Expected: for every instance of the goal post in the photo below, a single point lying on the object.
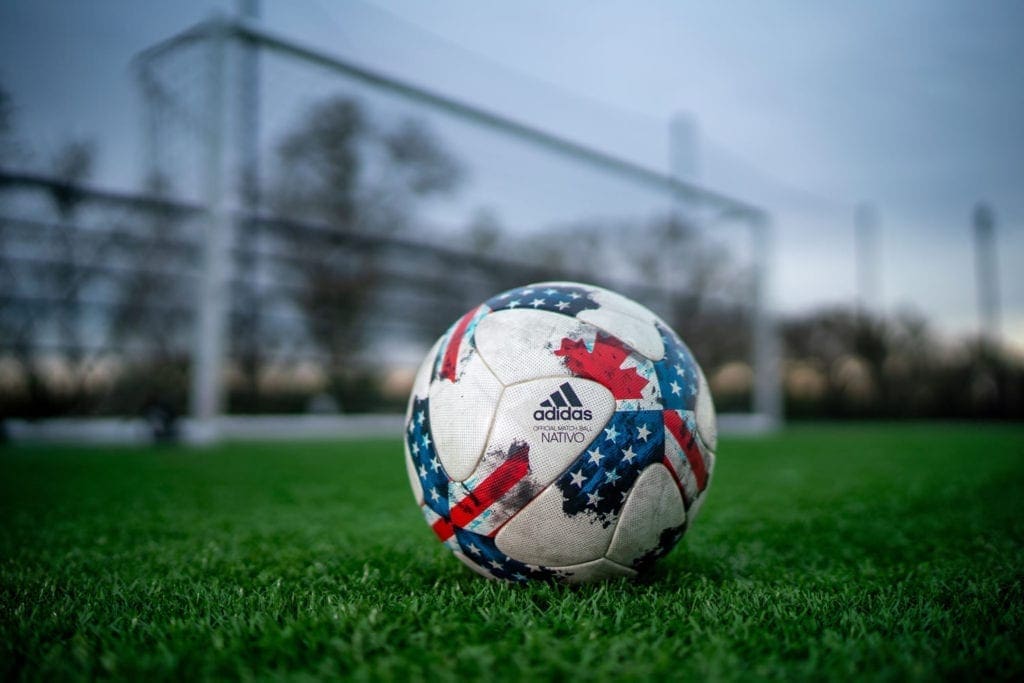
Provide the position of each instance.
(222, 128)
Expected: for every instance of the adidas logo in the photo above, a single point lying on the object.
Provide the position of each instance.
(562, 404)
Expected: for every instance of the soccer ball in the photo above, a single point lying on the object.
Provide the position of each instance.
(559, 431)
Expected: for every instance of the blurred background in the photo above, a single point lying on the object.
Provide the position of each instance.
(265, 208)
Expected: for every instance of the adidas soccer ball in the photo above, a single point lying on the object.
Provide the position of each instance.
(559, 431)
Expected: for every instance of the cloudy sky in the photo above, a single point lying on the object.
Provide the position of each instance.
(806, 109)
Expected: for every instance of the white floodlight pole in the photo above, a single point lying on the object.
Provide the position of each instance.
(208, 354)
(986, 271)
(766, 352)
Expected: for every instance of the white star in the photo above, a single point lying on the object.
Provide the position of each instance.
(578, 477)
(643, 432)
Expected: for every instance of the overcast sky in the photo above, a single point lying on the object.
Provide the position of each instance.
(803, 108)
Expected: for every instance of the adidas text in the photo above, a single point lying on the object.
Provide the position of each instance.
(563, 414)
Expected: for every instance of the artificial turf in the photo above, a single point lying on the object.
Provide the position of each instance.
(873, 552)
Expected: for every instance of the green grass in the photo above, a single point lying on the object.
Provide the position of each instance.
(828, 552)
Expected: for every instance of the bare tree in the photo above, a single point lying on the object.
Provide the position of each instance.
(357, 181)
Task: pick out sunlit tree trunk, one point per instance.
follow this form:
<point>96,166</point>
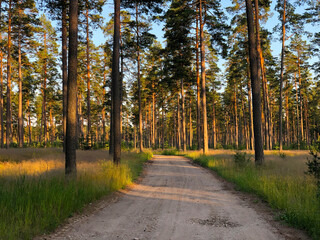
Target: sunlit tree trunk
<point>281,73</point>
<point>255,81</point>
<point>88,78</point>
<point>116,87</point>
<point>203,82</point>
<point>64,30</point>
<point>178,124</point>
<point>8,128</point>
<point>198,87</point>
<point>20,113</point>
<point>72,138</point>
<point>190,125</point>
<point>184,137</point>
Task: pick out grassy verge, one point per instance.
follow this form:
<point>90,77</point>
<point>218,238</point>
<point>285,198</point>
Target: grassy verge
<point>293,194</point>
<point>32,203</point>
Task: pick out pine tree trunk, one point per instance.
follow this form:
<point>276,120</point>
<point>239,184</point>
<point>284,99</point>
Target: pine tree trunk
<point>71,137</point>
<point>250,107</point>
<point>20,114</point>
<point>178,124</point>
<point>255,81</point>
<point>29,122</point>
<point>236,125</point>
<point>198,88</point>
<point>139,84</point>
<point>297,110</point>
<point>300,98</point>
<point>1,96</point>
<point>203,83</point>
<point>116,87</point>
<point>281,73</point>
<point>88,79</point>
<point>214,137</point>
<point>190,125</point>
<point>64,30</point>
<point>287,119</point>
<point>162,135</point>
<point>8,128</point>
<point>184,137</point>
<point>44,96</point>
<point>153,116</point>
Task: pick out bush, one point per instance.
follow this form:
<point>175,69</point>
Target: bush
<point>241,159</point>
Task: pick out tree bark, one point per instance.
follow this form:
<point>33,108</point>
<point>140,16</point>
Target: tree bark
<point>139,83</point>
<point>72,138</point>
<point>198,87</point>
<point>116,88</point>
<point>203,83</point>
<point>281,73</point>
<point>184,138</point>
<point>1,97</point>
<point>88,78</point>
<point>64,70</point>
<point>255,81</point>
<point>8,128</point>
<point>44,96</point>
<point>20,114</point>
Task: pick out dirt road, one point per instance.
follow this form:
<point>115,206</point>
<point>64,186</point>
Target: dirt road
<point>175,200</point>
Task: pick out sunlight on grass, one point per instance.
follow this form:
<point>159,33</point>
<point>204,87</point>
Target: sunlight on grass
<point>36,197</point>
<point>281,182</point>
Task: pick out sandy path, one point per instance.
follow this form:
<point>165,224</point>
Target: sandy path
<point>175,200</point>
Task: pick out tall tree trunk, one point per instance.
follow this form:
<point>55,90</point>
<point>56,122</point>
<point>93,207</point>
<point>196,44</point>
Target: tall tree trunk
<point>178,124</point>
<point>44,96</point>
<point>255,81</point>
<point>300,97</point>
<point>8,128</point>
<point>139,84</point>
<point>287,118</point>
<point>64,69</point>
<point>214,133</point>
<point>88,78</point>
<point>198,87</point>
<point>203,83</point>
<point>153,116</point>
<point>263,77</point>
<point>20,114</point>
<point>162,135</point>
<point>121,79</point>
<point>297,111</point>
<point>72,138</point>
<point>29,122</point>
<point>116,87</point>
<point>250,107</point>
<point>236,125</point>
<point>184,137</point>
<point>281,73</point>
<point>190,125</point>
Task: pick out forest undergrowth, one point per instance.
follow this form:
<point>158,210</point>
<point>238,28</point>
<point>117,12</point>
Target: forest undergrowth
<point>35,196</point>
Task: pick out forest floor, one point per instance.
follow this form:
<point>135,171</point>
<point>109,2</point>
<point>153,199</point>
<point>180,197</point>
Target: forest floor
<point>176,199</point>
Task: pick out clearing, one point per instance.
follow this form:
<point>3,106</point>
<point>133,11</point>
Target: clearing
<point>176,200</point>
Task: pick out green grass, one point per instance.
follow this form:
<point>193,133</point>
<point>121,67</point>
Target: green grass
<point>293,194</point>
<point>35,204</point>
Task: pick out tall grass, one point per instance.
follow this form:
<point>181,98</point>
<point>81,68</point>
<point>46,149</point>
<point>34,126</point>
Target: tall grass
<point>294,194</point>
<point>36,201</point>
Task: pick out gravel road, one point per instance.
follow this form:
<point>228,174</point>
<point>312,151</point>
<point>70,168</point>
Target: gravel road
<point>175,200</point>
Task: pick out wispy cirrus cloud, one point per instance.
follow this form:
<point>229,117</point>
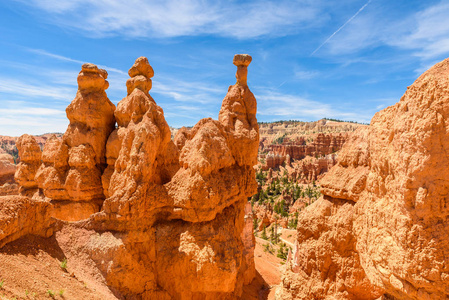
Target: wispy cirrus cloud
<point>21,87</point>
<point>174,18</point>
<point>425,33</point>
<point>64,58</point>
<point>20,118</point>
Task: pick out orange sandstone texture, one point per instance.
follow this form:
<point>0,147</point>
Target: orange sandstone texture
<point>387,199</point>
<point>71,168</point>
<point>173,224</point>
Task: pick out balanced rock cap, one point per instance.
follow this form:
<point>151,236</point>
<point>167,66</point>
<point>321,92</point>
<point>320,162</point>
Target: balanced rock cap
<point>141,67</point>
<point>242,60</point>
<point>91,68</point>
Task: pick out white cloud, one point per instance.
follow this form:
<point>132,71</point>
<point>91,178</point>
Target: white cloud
=-=-=-=-=
Stated goal
Reproduce the data verbatim from the line containing "Task: pick out tall tree" to the line containing "<point>35,196</point>", including both of those lines.

Response to this task
Task: pick out tall tree trunk, one point per instance.
follow this form:
<point>55,90</point>
<point>56,122</point>
<point>93,207</point>
<point>196,44</point>
Target: tall tree trunk
<point>178,124</point>
<point>44,96</point>
<point>255,81</point>
<point>300,97</point>
<point>8,128</point>
<point>139,84</point>
<point>287,118</point>
<point>64,69</point>
<point>214,133</point>
<point>88,78</point>
<point>198,87</point>
<point>203,83</point>
<point>153,116</point>
<point>263,77</point>
<point>20,114</point>
<point>162,135</point>
<point>121,79</point>
<point>297,111</point>
<point>72,138</point>
<point>29,122</point>
<point>116,87</point>
<point>250,107</point>
<point>236,125</point>
<point>184,137</point>
<point>281,73</point>
<point>190,125</point>
Task: pick out forest undergrowth, one point per instance.
follow this form:
<point>158,210</point>
<point>238,28</point>
<point>117,12</point>
Target: forest undergrowth
<point>35,196</point>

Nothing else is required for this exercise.